▶ **Постановка задачи 1**
Выпишите из выбранного отрывка фрагмент между «Такова, в общих» и «всеобъемлющую — модель.» включительно, без изменений.
▶ **Постановка задачи 2**
Переведите на английский предложение из выбранного отрывка: «Предел развитию данного бога, очевидно, положил недостаток фантазии».

▶ **Выбранный отрывок**
════════
Такова, в общих чертах, вышеупомянутая доктрина. Здесь предполагается, что если Зевс изображается с орлом у ног и перуном в руках, то можно быть совершенно уверенным: когда-то он был молнией, затем орлом (или наоборот?), и лишь потом обрел человеческий облик. Предел развитию данного бога, очевидно, положил недостаток фантазии. При этом все здесь от начала и до конца считается дичайшими суевериями — времен, для просвещенного человечества давно минувших или, в лучшем случае, преодоленных и присутствующих сейчас в снятом виде. Концепция эта, являющаяся в религиоведении полным аналогом ньютоновской картины мира в естественных науках, у множества других авторов, хотя прямо и не проговаривается, но негласно подразумевается. Тем важнее показать мотивы, по которым мы ее отвергаем, и предложить новую — столь же простую и всеобъемлющую — модель.
════════
▶ **Сохранённые записи**
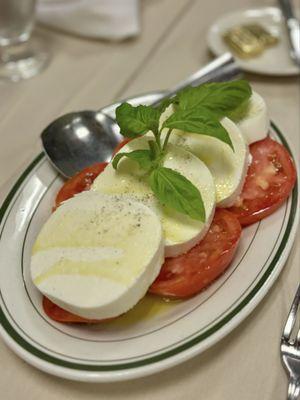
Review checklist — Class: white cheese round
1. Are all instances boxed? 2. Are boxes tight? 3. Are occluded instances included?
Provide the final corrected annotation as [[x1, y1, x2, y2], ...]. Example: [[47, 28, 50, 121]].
[[31, 191, 164, 319], [91, 137, 216, 257], [234, 92, 270, 144]]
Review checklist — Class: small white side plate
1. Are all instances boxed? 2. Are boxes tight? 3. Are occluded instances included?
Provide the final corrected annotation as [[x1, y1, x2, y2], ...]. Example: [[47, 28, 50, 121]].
[[207, 7, 300, 76]]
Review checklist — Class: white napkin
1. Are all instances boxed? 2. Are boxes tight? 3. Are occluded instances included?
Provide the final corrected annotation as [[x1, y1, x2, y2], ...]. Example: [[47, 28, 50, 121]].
[[37, 0, 140, 40]]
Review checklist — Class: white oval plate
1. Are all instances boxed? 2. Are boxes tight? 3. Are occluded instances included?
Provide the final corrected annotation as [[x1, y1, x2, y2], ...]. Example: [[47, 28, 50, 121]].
[[0, 94, 298, 382], [207, 7, 300, 76]]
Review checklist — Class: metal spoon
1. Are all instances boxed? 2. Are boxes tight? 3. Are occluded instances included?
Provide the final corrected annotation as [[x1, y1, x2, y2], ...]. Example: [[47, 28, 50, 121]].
[[41, 53, 241, 178]]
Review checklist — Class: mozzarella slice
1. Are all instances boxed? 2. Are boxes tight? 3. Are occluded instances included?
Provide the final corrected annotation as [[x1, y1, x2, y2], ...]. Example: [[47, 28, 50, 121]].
[[31, 192, 164, 319], [160, 107, 249, 207], [91, 137, 216, 257], [231, 92, 270, 144]]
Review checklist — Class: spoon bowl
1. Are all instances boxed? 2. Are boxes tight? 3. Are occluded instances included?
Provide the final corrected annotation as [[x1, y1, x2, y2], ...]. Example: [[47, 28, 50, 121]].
[[41, 53, 241, 178], [41, 111, 122, 178]]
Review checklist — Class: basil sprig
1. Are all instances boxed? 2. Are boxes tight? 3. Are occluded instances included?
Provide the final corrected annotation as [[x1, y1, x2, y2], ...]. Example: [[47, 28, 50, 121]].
[[112, 80, 252, 222]]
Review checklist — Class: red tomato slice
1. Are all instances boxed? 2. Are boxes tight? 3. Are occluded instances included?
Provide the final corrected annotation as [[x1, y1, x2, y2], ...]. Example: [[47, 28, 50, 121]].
[[43, 296, 105, 324], [149, 209, 242, 298], [54, 163, 107, 209], [229, 137, 296, 226], [112, 138, 132, 156]]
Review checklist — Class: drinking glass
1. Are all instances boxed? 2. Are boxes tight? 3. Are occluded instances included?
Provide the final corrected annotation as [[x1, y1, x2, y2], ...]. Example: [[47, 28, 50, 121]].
[[0, 0, 48, 81]]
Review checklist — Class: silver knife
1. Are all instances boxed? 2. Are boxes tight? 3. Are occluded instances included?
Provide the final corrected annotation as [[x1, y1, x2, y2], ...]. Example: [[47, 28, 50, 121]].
[[278, 0, 300, 67]]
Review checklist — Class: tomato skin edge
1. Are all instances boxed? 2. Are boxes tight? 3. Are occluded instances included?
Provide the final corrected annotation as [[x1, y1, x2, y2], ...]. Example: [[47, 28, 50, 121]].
[[149, 209, 242, 299]]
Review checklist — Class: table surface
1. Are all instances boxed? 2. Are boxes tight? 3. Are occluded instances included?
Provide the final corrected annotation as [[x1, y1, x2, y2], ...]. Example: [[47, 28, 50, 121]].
[[0, 0, 300, 400]]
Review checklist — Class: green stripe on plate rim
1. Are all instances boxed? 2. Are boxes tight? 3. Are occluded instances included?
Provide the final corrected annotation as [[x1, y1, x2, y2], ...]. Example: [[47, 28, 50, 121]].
[[0, 122, 298, 372]]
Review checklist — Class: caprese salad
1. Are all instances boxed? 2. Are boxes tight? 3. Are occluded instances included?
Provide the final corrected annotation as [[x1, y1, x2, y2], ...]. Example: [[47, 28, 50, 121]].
[[31, 80, 296, 323]]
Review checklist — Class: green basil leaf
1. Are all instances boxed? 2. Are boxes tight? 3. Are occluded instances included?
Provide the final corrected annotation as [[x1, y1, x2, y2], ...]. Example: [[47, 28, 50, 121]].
[[155, 97, 175, 113], [177, 80, 252, 118], [112, 150, 153, 171], [116, 103, 160, 138], [163, 107, 234, 150], [150, 167, 205, 222]]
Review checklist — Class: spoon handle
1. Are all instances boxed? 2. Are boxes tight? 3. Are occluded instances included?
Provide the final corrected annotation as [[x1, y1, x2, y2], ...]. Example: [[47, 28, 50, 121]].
[[99, 53, 242, 119], [152, 53, 242, 106]]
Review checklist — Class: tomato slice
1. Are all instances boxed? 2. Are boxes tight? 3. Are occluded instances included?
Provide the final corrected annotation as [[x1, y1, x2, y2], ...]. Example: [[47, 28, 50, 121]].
[[54, 162, 107, 209], [112, 138, 132, 156], [149, 209, 242, 298], [229, 137, 296, 226], [43, 296, 105, 324]]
════════
▶ **Результат упражнения 1**
Такова, в общих чертах, вышеупомянутая доктрина. Здесь предполагается, что если Зевс изображается с орлом у ног и перуном в руках, то можно быть совершенно уверенным: когда-то он был молнией, затем орлом (или наоборот?), и лишь потом обрел человеческий облик. Предел развитию данного бога, очевидно, положил недостаток фантазии. При этом все здесь от начала и до конца считается дичайшими суевериями — времен, для просвещенного человечества давно минувших или, в лучшем случае, преодоленных и присутствующих сейчас в снятом виде. Концепция эта, являющаяся в религиоведении полным аналогом ньютоновской картины мира в естественных науках, у множества других авторов, хотя прямо и не проговаривается, но негласно подразумевается. Тем важнее показать мотивы, по которым мы ее отвергаем, и предложить новую — столь же простую и всеобъемлющую — модель.

▶ **Результат упражнения 2**
The development of this god was evidently brought to a halt by a lack of imagination.